- Set of tasks
1/ Please transcribe the passage on life after a near-death experience, starting with "The first night" and going on through "kind I had.".
2/ Please continue the passage on life after a near-death experience, picking up right after its final sentence.

Back To Reality, With Drugs And Money
That worked, and I got a prescription for percocet. This ended up being a huge challenge to my sobriety; even though I had some pretty extreme pain over the next few days, I was worried that the medicine I was taking might make me fall off the wagon and start self-medicating again. So even taking the medication that was supposed to help me was, in a way, frightening and uncomfortable as an all-clown nude revue.
The first night back from the hospital, all I felt was relief. But it wasn’t too long before I started to have complications, and not the medical kind. There’s very little research on the psychological aftereffects of an NDE, and a lot of it is clearly just pseudo-scientific nonsense. No, I did not develop telepathy—if I could read minds, you think I’d be writing internet comedy? Of course not: I’d start a cult faster than you could say “sexual tithing system.” The long-term effects of NDEs are mostly anecdotal, and those focus mostly on the Jesus-is-calling-me-home kind, not the kind I had.

- Excerpted records
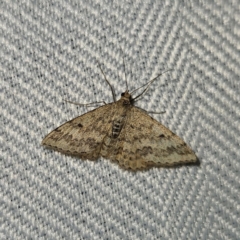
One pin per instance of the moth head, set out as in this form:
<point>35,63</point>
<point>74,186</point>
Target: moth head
<point>127,98</point>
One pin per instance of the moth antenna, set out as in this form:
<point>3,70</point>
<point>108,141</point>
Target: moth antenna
<point>148,85</point>
<point>113,93</point>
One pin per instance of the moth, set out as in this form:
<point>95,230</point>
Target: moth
<point>123,133</point>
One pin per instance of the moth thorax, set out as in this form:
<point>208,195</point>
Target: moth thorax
<point>117,127</point>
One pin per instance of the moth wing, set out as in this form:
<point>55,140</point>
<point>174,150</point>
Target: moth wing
<point>145,142</point>
<point>83,135</point>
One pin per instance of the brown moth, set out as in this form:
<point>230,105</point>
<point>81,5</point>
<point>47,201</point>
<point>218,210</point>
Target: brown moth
<point>123,133</point>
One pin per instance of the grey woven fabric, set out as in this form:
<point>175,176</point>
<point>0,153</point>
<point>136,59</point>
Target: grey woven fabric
<point>50,51</point>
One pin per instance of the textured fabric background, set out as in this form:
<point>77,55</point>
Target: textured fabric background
<point>49,52</point>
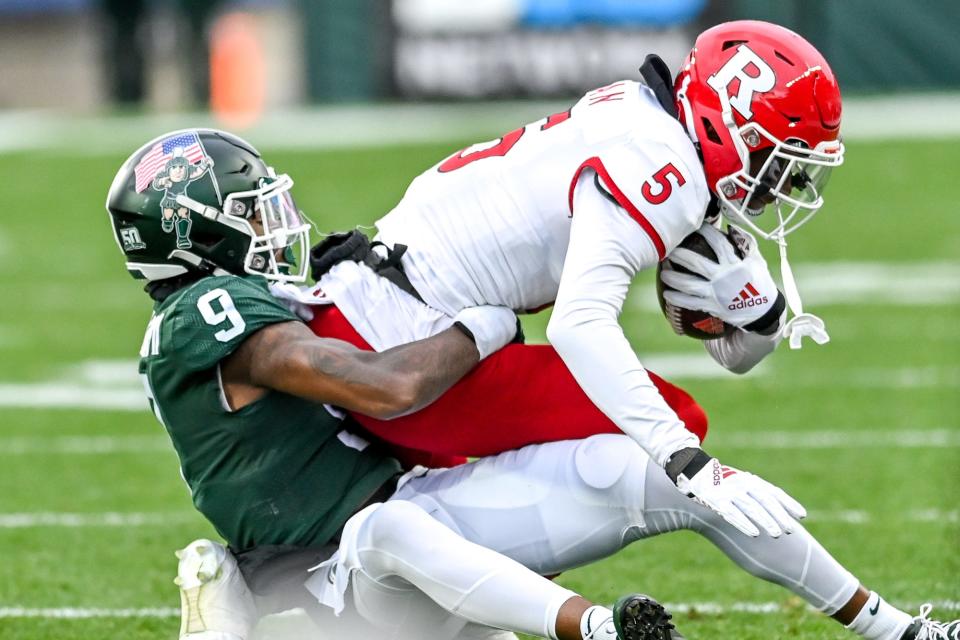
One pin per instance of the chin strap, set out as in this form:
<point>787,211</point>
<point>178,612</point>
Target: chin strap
<point>801,324</point>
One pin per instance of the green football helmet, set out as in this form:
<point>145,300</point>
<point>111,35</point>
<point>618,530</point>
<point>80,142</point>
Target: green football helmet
<point>203,201</point>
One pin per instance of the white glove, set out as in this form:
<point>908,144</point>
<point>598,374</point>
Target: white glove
<point>742,499</point>
<point>739,291</point>
<point>490,327</point>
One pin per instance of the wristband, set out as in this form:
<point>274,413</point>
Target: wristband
<point>686,462</point>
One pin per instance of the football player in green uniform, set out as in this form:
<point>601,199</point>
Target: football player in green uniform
<point>245,392</point>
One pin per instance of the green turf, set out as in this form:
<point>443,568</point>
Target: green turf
<point>67,299</point>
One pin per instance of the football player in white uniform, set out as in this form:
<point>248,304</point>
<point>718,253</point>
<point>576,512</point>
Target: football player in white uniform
<point>567,210</point>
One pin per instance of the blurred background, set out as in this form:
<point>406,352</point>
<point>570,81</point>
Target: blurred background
<point>247,58</point>
<point>354,98</point>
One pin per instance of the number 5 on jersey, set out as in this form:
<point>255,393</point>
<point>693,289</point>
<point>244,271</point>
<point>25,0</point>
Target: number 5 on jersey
<point>658,188</point>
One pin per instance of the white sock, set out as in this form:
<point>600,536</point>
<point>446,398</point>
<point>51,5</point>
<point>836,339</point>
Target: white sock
<point>597,624</point>
<point>879,620</point>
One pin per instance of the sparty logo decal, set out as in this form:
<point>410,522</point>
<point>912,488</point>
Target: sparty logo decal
<point>170,166</point>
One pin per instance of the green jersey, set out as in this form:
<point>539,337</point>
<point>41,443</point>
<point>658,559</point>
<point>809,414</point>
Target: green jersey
<point>278,471</point>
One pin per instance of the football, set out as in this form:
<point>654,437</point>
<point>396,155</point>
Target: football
<point>688,322</point>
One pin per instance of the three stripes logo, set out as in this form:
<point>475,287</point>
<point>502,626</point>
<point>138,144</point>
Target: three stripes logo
<point>748,297</point>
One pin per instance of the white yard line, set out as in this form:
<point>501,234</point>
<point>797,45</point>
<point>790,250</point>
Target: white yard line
<point>113,519</point>
<point>73,613</point>
<point>917,116</point>
<point>706,608</point>
<point>847,283</point>
<point>839,437</point>
<point>80,520</point>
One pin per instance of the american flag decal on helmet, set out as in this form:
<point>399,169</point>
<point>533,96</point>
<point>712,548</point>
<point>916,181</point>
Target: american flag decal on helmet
<point>185,144</point>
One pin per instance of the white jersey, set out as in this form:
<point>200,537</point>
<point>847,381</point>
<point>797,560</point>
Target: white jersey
<point>491,224</point>
<point>564,211</point>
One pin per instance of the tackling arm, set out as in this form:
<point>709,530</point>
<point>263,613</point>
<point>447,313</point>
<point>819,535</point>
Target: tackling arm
<point>288,357</point>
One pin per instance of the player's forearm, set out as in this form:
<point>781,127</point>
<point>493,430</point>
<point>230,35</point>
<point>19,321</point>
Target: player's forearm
<point>288,358</point>
<point>428,367</point>
<point>609,372</point>
<point>391,383</point>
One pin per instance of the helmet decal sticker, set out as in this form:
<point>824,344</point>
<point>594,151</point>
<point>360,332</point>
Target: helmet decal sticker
<point>130,237</point>
<point>170,166</point>
<point>754,76</point>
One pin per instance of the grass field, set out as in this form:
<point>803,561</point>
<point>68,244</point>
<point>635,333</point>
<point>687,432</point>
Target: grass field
<point>864,431</point>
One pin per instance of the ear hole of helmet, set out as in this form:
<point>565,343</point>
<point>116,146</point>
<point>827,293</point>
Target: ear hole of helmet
<point>783,57</point>
<point>711,132</point>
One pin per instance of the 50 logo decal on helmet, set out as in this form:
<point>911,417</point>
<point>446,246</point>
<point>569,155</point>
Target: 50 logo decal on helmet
<point>496,148</point>
<point>753,73</point>
<point>664,187</point>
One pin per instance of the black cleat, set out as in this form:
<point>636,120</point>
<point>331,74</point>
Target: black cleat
<point>640,617</point>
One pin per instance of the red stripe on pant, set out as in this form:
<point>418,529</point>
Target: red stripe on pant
<point>521,395</point>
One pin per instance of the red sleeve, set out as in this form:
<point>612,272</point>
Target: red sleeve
<point>521,395</point>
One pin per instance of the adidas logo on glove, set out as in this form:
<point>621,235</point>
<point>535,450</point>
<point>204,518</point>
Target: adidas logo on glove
<point>749,297</point>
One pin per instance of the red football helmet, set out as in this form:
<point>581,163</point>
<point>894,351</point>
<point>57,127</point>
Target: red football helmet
<point>764,108</point>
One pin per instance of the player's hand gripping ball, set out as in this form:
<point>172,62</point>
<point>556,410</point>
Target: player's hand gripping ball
<point>689,322</point>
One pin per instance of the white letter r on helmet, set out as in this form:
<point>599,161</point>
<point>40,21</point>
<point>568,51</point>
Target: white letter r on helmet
<point>736,67</point>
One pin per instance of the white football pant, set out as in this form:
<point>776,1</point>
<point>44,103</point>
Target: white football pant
<point>551,508</point>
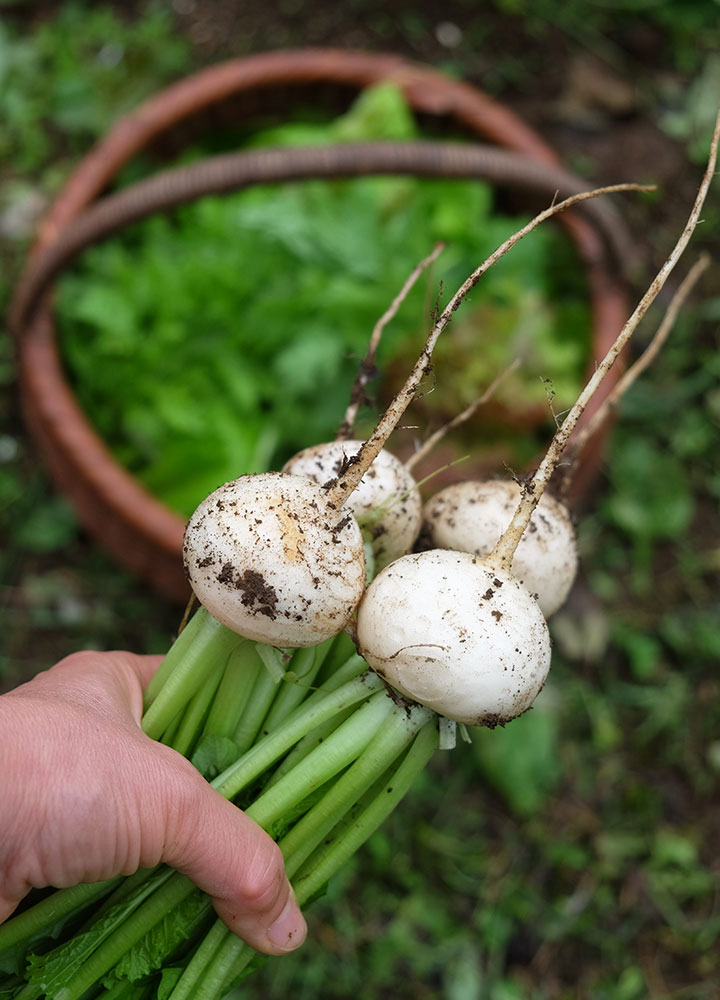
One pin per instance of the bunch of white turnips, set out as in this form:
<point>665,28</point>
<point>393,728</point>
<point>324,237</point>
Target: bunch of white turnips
<point>460,627</point>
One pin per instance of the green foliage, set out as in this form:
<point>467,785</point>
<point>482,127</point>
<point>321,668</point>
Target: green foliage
<point>223,339</point>
<point>77,71</point>
<point>608,890</point>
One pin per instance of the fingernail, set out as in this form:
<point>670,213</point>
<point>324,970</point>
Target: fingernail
<point>289,930</point>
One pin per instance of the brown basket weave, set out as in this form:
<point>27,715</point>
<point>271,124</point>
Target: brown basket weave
<point>140,532</point>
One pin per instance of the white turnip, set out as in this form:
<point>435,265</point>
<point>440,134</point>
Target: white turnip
<point>472,516</point>
<point>456,635</point>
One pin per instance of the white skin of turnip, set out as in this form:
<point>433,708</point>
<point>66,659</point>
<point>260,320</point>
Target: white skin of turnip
<point>386,503</point>
<point>472,516</point>
<point>272,559</point>
<point>456,635</point>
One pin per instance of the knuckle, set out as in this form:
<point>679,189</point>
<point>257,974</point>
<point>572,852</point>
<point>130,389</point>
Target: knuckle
<point>263,878</point>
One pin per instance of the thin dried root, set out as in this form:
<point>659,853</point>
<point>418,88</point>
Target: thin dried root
<point>502,554</point>
<point>366,371</point>
<point>427,446</point>
<point>580,440</point>
<point>340,489</point>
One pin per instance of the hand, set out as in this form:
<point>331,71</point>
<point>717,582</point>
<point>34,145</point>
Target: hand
<point>86,795</point>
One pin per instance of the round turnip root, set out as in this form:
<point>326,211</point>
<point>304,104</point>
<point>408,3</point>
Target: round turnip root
<point>456,635</point>
<point>472,516</point>
<point>386,503</point>
<point>273,559</point>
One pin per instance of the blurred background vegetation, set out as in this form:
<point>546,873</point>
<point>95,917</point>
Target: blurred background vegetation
<point>574,854</point>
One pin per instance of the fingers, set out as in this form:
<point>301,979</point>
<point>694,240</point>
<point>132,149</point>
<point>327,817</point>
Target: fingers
<point>232,859</point>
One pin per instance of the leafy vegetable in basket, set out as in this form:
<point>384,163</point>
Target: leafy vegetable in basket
<point>177,336</point>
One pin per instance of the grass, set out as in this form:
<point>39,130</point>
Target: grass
<point>574,854</point>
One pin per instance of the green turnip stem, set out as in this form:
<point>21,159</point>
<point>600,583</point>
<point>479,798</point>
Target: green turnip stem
<point>51,910</point>
<point>199,647</point>
<point>300,676</point>
<point>232,956</point>
<point>582,437</point>
<point>308,743</point>
<point>258,704</point>
<point>367,365</point>
<point>154,908</point>
<point>378,756</point>
<point>241,672</point>
<point>339,750</point>
<point>502,555</point>
<point>427,446</point>
<point>196,712</point>
<point>340,489</point>
<point>204,957</point>
<point>331,856</point>
<point>228,960</point>
<point>347,743</point>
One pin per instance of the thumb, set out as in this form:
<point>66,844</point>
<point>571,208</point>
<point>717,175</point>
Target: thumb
<point>232,859</point>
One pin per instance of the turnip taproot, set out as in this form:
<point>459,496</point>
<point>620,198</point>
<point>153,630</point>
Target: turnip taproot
<point>386,503</point>
<point>420,664</point>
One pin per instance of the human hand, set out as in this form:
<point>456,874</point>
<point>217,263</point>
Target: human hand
<point>86,795</point>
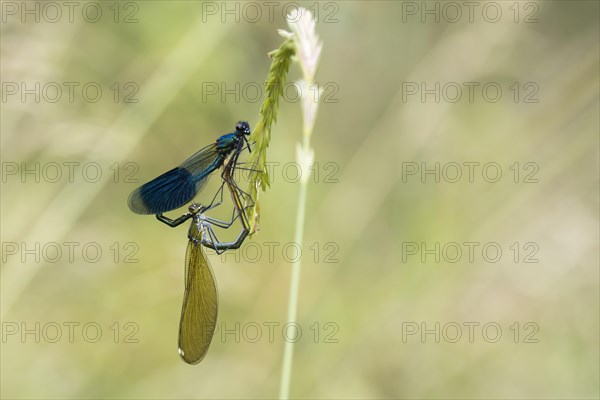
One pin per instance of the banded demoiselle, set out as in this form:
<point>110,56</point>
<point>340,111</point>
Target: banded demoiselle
<point>180,185</point>
<point>200,299</point>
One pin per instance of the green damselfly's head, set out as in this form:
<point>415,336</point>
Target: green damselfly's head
<point>242,127</point>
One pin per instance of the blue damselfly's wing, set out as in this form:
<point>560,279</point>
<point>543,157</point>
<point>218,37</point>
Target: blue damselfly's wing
<point>176,187</point>
<point>200,306</point>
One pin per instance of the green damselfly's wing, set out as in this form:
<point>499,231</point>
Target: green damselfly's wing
<point>200,306</point>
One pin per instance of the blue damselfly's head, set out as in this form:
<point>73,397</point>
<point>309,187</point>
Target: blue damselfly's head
<point>242,127</point>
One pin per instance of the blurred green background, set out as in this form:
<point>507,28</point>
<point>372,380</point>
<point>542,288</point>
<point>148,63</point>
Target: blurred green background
<point>369,285</point>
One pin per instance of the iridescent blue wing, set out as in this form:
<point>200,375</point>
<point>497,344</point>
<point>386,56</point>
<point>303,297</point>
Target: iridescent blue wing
<point>176,187</point>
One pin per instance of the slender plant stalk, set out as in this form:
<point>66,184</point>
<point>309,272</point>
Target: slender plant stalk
<point>308,50</point>
<point>303,43</point>
<point>261,134</point>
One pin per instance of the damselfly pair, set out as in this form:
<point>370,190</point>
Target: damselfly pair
<point>177,187</point>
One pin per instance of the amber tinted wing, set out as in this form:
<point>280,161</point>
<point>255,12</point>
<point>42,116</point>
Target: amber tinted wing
<point>200,306</point>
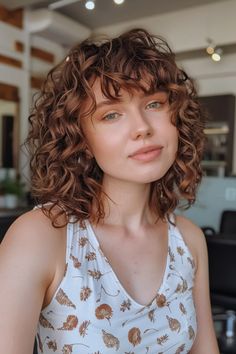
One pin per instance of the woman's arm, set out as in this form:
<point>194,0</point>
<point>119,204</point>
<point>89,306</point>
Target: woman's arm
<point>26,271</point>
<point>205,341</point>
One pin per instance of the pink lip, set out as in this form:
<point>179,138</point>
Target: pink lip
<point>147,154</point>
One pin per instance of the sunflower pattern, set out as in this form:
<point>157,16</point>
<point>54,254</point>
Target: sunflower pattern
<point>91,312</point>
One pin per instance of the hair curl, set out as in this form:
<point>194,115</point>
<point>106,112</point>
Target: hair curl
<point>63,173</point>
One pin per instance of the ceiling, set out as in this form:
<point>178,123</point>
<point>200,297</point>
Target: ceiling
<point>107,12</point>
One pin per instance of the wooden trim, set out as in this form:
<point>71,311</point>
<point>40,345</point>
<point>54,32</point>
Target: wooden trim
<point>9,92</point>
<point>19,46</point>
<point>36,82</point>
<point>42,54</point>
<point>10,61</point>
<point>12,17</point>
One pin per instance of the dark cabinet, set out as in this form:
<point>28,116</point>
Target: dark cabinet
<point>218,154</point>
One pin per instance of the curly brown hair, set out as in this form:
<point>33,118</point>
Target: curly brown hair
<point>63,173</point>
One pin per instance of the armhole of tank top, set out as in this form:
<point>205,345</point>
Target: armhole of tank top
<point>69,239</point>
<point>69,236</point>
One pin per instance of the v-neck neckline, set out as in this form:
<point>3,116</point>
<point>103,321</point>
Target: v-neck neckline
<point>160,290</point>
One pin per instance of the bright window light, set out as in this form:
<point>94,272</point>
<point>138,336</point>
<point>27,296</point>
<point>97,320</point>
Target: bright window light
<point>90,5</point>
<point>119,2</point>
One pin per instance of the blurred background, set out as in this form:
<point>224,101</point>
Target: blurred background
<point>36,35</point>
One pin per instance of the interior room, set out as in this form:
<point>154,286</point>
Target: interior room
<point>35,35</point>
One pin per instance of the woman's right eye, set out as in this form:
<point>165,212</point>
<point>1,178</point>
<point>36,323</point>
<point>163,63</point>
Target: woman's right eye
<point>111,116</point>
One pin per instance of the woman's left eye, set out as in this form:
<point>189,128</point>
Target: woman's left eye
<point>111,116</point>
<point>153,105</point>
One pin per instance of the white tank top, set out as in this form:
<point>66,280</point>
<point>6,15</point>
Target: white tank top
<point>91,313</point>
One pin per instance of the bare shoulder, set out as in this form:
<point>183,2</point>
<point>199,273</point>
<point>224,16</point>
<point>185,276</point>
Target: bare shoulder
<point>34,241</point>
<point>193,236</point>
<point>33,227</point>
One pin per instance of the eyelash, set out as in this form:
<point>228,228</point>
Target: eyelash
<point>154,102</point>
<point>106,117</point>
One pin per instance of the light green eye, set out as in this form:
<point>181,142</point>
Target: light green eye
<point>111,116</point>
<point>153,105</point>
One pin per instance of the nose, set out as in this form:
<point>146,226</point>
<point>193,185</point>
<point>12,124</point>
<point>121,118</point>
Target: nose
<point>141,128</point>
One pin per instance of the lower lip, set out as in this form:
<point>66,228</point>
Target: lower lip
<point>147,156</point>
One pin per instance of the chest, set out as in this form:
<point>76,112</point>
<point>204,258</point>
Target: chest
<point>138,263</point>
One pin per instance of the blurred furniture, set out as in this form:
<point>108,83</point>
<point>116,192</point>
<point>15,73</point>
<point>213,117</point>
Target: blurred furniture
<point>218,152</point>
<point>7,217</point>
<point>228,222</point>
<point>222,269</point>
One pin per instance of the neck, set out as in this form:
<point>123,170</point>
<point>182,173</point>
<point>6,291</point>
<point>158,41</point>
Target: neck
<point>127,203</point>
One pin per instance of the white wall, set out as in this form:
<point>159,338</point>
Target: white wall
<point>188,30</point>
<point>20,77</point>
<point>185,30</point>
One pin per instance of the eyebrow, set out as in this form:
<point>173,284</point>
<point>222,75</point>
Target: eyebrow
<point>114,101</point>
<point>107,103</point>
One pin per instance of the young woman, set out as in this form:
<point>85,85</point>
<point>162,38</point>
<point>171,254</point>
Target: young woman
<point>102,264</point>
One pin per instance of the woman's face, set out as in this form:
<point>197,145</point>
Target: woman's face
<point>132,139</point>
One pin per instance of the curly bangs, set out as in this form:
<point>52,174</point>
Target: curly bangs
<point>64,175</point>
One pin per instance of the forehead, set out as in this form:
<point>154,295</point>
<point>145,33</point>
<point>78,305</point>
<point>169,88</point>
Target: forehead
<point>126,89</point>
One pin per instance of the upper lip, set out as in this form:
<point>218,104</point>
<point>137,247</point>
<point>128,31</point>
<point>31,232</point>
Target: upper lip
<point>146,149</point>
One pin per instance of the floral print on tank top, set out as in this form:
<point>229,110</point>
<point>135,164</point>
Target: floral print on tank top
<point>91,313</point>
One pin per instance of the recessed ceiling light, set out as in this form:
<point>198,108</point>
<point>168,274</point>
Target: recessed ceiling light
<point>119,2</point>
<point>90,5</point>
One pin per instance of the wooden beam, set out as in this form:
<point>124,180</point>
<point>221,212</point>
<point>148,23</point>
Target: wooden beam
<point>10,61</point>
<point>42,55</point>
<point>12,17</point>
<point>19,46</point>
<point>9,92</point>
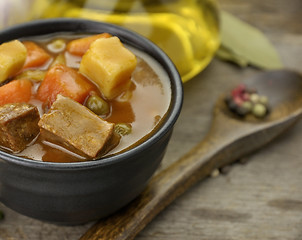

- Answer set
1/
The first night back from the hospital, all I felt was relief. But it wasn’t too long before I started to have complications, and not the medical kind. There’s very little research on the psychological aftereffects of an NDE, and a lot of it is clearly just pseudo-scientific nonsense. No, I did not develop telepathy—if I could read minds, you think I’d be writing internet comedy? Of course not: I’d start a cult faster than you could say “sexual tithing system.” The long-term effects of NDEs are mostly anecdotal, and those focus mostly on the Jesus-is-calling-me-home kind, not the kind I had.

2/
Perhaps it’s unsurprising that I started to lose my shit a little bit after experiencing having my cognitive functions stitched back together at Frankenstein’s lab on Bring Your Child to Work Day. I started having severe insomnia. Sleep started to feel too much like The Void, and when I began to fall asleep I would jerk back awake with a jolt of terror. When I did sleep, I had horrific nightmares about the destruction of my sense of self, which is different from my pre-NDE nightmares of “my mother but with the face of my middle school bully,” “chased by horny Gollum,” and “penis spiders.” Are those spiders that come out of the penis, you may ask, or spiders made of penises? The answer is: yes.
This doesn’t even take into account the added stress of the ER bill, which was several thousand dollars. Which is egregious for all the reasons I’m sure you know—ten minutes in an MRI costs three thousand dollars?! Is it powered by blowjobs?!
After calling the hospital and telling them that, like 40% of Americans, I don’t just have thousands of dollars lying around, they told me they’d be willing to reduce the cost—if I’d write them a letter of hardship. Which essentially means, to not lose everything I own, I had to write a letter to the hospital saying that I was a worthless poor piece of shit with no money and no hair and also I’m bad sports.
Anyway, “afraid of sleep” isn’t something I would have anticipated from nearly dying before it happened to me, particularly since I’m only afraid of normal things like twins and the Moon (NOT for werewolf reasons). I felt tired all the time, and not just from the lack of sleep: I couldn’t escape the feeling that I was being weighed down, like swimming in winter clothes.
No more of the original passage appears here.